### Assignment
Give only the number of lines in the data below that contain the string "positive".

### Extracted records

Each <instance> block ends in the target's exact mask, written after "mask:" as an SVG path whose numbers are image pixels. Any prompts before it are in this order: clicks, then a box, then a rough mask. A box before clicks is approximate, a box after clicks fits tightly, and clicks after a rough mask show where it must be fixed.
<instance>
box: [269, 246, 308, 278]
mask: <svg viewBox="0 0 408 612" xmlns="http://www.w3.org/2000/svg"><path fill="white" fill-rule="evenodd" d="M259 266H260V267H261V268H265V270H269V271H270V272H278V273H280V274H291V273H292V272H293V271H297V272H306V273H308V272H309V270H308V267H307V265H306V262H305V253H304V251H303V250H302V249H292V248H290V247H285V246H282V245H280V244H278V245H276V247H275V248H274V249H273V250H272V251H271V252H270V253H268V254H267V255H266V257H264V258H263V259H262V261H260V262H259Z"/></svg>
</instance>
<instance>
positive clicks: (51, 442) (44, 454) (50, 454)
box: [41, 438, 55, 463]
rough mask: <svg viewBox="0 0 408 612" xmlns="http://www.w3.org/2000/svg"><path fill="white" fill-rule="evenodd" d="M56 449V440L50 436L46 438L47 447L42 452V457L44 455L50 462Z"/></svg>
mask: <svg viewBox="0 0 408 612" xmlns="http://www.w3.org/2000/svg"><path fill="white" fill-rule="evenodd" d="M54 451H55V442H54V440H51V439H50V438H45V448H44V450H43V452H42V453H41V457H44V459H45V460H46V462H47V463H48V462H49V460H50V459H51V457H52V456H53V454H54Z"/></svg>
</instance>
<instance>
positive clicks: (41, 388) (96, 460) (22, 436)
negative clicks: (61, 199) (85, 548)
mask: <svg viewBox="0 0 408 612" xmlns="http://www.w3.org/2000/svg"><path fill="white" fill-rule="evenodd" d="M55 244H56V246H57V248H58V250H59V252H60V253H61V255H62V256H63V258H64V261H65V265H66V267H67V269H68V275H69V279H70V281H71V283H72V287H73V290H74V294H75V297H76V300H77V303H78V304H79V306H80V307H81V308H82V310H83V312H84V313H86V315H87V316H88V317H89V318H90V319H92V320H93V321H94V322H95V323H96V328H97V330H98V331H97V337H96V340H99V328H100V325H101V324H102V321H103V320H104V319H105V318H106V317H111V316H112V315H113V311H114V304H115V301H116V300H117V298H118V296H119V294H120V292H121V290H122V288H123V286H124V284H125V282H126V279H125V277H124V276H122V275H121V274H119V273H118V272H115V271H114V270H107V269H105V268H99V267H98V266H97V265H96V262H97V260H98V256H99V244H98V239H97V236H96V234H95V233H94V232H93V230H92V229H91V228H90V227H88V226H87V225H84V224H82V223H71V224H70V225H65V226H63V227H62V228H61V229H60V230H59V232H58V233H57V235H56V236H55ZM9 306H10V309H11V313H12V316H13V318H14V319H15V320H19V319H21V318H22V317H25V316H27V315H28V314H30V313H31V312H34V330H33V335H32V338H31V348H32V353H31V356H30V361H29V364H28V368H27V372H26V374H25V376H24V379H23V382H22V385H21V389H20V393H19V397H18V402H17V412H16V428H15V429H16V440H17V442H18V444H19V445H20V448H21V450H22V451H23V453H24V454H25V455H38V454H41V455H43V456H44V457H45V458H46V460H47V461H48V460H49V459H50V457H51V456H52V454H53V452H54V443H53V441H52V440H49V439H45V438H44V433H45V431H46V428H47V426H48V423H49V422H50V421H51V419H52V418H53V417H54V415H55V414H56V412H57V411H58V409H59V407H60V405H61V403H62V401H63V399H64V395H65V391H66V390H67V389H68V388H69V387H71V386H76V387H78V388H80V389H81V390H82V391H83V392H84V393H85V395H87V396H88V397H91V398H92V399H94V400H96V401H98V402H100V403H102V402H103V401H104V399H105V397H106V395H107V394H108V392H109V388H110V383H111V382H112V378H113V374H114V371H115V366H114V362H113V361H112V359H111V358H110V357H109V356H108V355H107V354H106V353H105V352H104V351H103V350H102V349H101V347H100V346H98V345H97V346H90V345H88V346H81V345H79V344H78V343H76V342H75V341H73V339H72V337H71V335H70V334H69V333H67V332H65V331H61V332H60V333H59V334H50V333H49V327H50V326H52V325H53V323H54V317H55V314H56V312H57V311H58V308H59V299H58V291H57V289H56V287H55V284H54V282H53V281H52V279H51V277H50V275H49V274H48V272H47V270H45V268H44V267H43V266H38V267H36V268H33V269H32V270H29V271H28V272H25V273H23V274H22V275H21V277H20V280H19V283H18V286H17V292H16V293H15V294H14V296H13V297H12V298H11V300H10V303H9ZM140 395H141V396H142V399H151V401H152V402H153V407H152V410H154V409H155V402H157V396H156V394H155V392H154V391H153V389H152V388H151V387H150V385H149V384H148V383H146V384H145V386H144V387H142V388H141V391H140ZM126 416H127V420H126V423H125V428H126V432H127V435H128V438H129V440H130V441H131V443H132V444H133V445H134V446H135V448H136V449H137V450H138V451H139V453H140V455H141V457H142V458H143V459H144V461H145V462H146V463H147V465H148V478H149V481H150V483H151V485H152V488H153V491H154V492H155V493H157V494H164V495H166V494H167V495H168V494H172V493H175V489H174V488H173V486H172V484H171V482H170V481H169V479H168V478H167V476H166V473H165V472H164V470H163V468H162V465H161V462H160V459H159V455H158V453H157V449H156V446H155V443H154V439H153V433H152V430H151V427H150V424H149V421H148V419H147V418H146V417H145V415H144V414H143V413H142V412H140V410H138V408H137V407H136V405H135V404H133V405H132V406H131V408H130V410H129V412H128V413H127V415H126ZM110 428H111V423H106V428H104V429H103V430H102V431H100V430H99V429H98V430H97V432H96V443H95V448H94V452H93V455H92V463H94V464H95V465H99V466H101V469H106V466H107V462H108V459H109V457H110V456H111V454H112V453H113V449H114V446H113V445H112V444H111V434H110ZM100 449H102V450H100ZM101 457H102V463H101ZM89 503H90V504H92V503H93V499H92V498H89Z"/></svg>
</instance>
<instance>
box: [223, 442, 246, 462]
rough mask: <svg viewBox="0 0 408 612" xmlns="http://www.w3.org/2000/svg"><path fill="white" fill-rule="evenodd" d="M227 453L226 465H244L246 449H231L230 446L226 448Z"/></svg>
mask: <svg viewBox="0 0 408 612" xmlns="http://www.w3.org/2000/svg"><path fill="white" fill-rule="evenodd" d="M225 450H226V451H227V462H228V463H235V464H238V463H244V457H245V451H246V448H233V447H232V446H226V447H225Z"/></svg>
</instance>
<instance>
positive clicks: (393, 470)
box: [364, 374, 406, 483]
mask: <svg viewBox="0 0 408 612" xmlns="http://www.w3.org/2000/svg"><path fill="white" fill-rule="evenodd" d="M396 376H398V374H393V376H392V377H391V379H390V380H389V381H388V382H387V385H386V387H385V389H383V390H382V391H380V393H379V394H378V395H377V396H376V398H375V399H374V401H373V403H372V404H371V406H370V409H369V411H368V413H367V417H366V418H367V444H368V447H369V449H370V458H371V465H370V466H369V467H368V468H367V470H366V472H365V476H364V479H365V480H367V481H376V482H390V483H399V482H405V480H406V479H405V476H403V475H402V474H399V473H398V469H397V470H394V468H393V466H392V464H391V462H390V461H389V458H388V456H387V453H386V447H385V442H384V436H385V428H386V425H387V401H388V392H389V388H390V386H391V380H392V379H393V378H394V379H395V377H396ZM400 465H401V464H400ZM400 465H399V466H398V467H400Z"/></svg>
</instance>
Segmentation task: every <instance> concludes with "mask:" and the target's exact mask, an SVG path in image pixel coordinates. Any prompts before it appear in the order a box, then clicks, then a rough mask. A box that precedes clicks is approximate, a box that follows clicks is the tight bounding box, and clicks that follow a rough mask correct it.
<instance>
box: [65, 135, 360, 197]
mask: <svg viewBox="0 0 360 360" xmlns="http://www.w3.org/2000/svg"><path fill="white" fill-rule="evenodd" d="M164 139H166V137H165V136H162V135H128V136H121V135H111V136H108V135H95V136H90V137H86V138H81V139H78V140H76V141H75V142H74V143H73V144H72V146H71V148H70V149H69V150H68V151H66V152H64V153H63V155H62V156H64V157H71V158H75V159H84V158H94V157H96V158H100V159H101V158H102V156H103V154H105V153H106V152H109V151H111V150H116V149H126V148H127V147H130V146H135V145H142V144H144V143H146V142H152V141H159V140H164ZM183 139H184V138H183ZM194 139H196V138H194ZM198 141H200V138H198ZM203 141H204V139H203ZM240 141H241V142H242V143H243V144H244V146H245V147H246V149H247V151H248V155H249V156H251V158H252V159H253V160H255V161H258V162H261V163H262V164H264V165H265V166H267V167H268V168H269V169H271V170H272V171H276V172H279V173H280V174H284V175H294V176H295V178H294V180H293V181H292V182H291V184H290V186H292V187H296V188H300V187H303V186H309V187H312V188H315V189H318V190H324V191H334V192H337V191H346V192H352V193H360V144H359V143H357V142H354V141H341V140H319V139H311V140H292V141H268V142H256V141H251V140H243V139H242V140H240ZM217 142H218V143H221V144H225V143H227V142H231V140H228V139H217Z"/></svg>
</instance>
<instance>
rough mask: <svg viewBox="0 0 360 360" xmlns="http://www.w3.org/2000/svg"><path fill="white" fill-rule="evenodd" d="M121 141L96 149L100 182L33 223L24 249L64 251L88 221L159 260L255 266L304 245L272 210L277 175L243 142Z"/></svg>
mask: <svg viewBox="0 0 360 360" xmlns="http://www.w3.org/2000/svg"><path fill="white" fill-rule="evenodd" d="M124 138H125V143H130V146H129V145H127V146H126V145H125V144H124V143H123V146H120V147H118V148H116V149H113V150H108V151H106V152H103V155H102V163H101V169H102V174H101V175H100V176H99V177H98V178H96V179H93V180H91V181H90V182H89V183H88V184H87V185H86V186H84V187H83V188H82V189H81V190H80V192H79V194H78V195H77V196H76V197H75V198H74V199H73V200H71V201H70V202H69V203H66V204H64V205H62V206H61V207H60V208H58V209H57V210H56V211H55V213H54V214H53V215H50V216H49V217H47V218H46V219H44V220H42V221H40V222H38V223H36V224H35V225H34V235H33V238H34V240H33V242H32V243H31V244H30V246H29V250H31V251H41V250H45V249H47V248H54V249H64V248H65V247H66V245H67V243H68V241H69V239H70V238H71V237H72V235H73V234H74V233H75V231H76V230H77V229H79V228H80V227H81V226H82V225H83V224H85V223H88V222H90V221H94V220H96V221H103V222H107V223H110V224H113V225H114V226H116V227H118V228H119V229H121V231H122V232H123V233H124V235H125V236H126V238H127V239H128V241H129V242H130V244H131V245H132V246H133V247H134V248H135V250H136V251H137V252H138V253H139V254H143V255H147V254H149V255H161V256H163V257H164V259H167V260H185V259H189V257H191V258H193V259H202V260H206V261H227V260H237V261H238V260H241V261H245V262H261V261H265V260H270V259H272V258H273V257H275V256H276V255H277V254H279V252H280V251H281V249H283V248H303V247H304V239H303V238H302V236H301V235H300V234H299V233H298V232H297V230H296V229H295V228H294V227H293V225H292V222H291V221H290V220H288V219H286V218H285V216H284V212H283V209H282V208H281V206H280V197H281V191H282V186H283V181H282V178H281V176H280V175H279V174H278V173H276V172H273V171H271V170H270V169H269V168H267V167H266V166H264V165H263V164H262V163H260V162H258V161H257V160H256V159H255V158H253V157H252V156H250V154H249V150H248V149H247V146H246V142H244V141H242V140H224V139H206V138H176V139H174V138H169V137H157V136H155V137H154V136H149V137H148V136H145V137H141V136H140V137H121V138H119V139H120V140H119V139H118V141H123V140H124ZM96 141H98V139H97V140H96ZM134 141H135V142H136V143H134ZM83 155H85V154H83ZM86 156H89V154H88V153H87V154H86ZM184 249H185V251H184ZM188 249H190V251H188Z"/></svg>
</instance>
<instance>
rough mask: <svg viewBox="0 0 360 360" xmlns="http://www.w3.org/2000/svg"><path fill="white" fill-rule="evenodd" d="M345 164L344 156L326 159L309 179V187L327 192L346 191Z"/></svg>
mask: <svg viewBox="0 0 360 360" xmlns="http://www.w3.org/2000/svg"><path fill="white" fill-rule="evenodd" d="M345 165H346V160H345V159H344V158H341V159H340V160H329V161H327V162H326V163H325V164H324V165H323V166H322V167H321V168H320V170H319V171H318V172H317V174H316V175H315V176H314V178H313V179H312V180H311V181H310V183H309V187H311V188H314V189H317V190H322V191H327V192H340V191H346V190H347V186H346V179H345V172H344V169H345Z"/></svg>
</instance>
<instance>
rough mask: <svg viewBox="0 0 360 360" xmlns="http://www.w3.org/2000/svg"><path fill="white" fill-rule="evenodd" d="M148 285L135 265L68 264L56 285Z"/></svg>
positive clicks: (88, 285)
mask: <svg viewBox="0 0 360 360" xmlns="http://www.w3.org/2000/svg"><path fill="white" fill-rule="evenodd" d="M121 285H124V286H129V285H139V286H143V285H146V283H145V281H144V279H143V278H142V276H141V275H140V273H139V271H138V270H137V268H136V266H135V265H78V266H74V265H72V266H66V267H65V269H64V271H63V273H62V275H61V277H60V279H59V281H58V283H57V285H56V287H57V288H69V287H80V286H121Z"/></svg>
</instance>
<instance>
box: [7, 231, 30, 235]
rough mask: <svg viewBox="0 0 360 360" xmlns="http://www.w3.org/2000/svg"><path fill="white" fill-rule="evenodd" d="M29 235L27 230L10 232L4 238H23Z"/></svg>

### Task output
4